Output, as a JSON list of strings, the lines from the first line containing "</instance>" through the end of the records, with both ends included. Give one string per line and omit blank lines.

:::::

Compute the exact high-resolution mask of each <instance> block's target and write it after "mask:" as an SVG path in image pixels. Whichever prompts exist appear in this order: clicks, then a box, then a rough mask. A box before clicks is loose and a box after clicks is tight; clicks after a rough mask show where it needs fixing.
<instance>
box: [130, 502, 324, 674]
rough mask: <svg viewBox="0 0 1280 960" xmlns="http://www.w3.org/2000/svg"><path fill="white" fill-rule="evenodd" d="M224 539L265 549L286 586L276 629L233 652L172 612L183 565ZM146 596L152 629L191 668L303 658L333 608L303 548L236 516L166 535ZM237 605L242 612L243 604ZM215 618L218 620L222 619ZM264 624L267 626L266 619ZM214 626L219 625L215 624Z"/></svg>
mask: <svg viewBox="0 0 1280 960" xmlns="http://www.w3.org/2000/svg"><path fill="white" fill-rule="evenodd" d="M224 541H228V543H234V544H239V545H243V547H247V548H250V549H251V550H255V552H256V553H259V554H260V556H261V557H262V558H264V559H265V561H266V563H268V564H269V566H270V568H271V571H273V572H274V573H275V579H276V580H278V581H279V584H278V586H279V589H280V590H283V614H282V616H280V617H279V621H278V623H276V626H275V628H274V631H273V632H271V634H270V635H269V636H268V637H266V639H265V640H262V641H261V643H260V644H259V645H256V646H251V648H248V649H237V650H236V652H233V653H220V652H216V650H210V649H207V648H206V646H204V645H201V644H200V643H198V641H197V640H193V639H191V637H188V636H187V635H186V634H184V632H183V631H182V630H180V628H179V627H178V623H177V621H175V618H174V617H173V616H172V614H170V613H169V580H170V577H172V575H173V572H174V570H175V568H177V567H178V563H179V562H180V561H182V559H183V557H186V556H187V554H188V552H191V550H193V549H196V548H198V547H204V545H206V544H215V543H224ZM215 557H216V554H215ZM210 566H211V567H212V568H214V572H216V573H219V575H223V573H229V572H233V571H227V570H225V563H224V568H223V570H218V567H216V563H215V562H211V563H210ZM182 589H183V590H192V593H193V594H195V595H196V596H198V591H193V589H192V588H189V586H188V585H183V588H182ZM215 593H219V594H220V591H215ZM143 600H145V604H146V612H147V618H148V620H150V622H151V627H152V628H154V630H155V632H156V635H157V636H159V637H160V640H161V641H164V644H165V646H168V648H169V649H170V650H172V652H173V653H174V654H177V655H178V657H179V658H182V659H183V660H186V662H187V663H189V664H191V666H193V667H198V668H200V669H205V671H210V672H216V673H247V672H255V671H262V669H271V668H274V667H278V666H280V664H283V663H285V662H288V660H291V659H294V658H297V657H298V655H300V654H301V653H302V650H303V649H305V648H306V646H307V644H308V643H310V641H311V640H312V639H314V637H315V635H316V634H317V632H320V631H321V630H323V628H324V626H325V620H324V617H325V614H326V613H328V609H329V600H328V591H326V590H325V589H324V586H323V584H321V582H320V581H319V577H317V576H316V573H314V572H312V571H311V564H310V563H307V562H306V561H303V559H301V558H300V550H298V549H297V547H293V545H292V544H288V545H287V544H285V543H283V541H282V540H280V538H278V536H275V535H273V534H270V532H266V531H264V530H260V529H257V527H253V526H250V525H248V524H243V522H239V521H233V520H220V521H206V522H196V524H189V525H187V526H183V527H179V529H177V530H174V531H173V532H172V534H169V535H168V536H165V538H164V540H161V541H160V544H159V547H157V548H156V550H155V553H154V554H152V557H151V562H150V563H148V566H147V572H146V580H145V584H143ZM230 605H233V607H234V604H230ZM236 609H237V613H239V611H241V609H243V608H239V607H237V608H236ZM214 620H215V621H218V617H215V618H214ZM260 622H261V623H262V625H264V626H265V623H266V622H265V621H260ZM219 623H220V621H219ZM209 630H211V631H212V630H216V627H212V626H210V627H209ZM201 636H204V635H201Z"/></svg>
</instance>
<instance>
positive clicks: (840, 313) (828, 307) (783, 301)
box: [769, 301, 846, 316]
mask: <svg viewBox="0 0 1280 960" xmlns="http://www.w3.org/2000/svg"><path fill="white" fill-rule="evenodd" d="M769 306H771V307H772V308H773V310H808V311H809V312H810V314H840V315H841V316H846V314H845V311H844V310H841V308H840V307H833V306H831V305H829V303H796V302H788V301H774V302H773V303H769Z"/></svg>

:::::

Result for this exercise
[
  "</instance>",
  "<instance>",
  "positive clicks: (840, 313) (828, 307) (783, 301)",
  "box: [769, 301, 846, 316]",
  "mask: <svg viewBox=\"0 0 1280 960\" xmlns=\"http://www.w3.org/2000/svg\"><path fill=\"white\" fill-rule=\"evenodd\" d=\"M769 306H771V307H772V308H773V310H808V311H809V312H810V314H840V315H841V316H846V314H845V311H844V310H841V308H840V307H833V306H831V305H829V303H796V302H788V301H774V302H773V303H769Z\"/></svg>"
]